### EXTRACT TO READ
Metropolitan Naga was a metropolitan area in the Bicol Region of the Philippines that consisted of the city of Naga and its 14 neighboring municipalities in Camarines Sur. The metropolitan area, which was managed by the Metro Naga Development Council, also included Pili, the capital of the Camarines Sur, and covered most of the 3rd district of the province and part of its 1st, 2nd, 4th and 5th districts. Metro Naga comprised about 40% of the total population of the province while covering 22.9% of its area.

In 2017, the National Economic and Development Authority (NEDA) reduced the number of metropolitan areas in the Philippines from 12 to 9. The reclassification removed the metropolitan status of Metro Naga.

Naga's surrounding towns make up the Urban Metro Naga. It comprises Magarao, Canaman, Camaligan, Gainza, and Milaor. Urban Metro Naga was created on June 11, 2009, by Mayor Jesse Robredo in order to have stronger relationships with other town mayors. It is also the most heavily industrialized part of Camarines Sur. Urban Metro Naga's latest population according to the 2020 census is 342,768 people.

==History==
When there came a world oil crisis in 1991 as a result of the Gulf War, developmental planners in Naga and its surrounding municipalities had to rethink their goal and direction. They had to address more of their commonality rather than their diversity and focus on resource sharing rather than politicking.

Inasmuch as almost all of the gasoline stations in Metro Naga are located in Naga, its then city mayor convened the mayors of the adjacent municipalities to map out their needs and priorities in setting the system and procedure for rationing available fuel supply. The resulting scheme kept vital services running and its success paved the way for other cooperative efforts and undertakings, all leading to the creation of an institution — the Metro Naga Development Council — that would address these cross-boundary issues and problems.

Another impetus was the enactment of the Local Government Code (LGC) of 1991 which mandated the absorption of devolved personnel, creating chaos in the budgets of many Local government units (LGUs). Again, the mayors of Naga and its neighboring municipalities held informal meetings to share experiences and formulate common strategies to overcome the initial difficulties that accompanied the implementation of the LGC.

Then the senior citizens of the neighboring municipalities clamored that they also be granted the same benefits enjoyed by their colleagues in Naga. As early as 1989, Naga has had in place a senior citizens program that granted the elderly various discounts from public institutions and private establishments. The mayors again met, "Metro Naga" was coined, and the Metro Naga Senior Citizens League was subsequently formed to facilitate the grant of discount privileges to Metro Naga elderly. This was the third event.

Soon after, requests for the use of the city's heavy equipment came from the municipal mayors bringing to the fore the need for a mechanism to facilitate such sharing of resources between the city and its neighbors. The new LGC gave the answer with its grant of expanded powers and prerogatives to LGUs allowing them to pool their efforts and resources for commonly beneficial projects and activities. A task force was formed to study the mechanics for the exercise of such powers.

### PROVIDED MATERIAL

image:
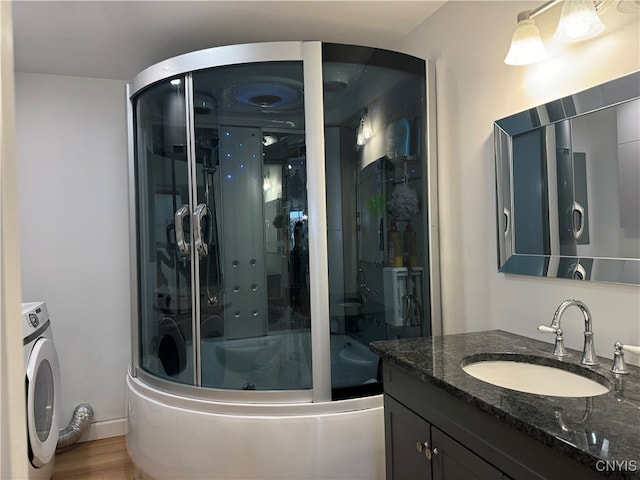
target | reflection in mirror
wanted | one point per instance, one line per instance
(568, 186)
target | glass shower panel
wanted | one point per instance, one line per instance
(162, 206)
(374, 105)
(251, 214)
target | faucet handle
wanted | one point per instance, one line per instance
(559, 349)
(619, 365)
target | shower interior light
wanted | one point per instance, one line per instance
(365, 131)
(578, 21)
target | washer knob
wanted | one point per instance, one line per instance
(34, 321)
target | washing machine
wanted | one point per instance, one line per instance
(42, 382)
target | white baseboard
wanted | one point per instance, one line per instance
(105, 429)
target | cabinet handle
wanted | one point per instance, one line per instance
(424, 448)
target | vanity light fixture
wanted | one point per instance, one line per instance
(365, 131)
(526, 43)
(578, 21)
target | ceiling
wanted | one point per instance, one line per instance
(118, 39)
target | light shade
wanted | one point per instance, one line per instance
(578, 21)
(526, 45)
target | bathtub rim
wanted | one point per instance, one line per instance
(232, 402)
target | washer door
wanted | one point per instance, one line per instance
(43, 381)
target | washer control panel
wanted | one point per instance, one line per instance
(34, 317)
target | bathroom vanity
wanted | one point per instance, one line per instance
(441, 423)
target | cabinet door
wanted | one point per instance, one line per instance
(407, 440)
(453, 461)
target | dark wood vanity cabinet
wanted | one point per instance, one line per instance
(417, 450)
(464, 443)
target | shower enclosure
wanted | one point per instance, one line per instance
(283, 217)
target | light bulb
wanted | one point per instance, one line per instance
(526, 45)
(578, 21)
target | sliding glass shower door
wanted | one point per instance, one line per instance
(222, 161)
(164, 240)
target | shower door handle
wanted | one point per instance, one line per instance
(183, 245)
(577, 220)
(200, 212)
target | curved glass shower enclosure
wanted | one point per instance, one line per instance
(281, 218)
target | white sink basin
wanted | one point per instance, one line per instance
(525, 376)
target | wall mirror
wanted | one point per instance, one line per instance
(568, 186)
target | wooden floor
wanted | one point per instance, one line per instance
(104, 459)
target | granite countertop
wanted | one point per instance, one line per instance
(592, 430)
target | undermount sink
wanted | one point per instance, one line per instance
(537, 375)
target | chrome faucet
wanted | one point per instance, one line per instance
(619, 366)
(589, 356)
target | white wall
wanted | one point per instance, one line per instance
(13, 441)
(73, 208)
(74, 216)
(468, 42)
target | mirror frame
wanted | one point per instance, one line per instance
(606, 95)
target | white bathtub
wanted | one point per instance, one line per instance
(177, 437)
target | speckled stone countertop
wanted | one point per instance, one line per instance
(592, 430)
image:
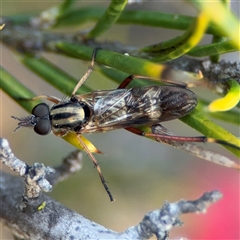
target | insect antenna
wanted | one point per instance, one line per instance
(96, 164)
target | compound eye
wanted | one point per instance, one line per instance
(43, 124)
(43, 127)
(41, 110)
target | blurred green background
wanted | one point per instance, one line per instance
(141, 173)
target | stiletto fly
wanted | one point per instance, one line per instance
(101, 111)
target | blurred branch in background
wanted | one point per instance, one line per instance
(40, 217)
(29, 36)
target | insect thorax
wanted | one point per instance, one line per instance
(69, 116)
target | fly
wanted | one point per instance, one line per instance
(101, 111)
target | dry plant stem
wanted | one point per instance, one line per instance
(55, 221)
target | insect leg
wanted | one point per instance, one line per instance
(129, 79)
(94, 160)
(50, 98)
(87, 74)
(180, 138)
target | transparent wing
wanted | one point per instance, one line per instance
(137, 106)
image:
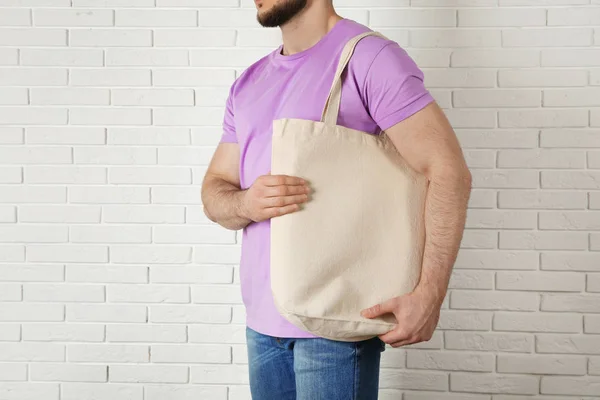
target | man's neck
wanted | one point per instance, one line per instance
(308, 27)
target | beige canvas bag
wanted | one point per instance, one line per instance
(359, 240)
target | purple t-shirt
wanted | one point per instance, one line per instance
(382, 86)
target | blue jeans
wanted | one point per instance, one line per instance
(313, 369)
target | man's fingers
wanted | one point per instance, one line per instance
(379, 309)
(277, 180)
(285, 200)
(286, 190)
(279, 211)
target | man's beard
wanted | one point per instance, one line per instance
(281, 13)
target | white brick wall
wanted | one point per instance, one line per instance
(110, 111)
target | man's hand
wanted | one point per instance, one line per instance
(272, 196)
(417, 314)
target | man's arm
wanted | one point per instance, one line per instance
(233, 208)
(428, 143)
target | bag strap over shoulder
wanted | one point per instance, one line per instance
(332, 106)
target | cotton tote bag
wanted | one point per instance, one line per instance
(359, 240)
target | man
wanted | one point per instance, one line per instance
(383, 92)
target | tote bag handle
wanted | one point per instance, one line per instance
(332, 105)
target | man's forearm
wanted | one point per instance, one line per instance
(445, 215)
(223, 203)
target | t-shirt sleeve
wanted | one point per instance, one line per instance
(229, 135)
(394, 87)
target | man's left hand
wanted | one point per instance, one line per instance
(417, 314)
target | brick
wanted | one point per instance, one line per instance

### TASK A
According to the text on Metropolitan Naga, what percentage of the area of Camarines Sur did Metro Naga cover?
### TASK B
Echo the portion of the text on Metropolitan Naga between "In 2017, the" and "of Metro Naga.", inclusive.
### TASK C
List the towns that the text on Metropolitan Naga names as making up Urban Metro Naga.

### PROBLEM SOLUTION A
22.9%

### PROBLEM SOLUTION B
In 2017, the National Economic and Development Authority (NEDA) reduced the number of metropolitan areas in the Philippines from 12 to 9. The reclassification removed the metropolitan status of Metro Naga.

### PROBLEM SOLUTION C
Magarao, Canaman, Camaligan, Gainza, Milaor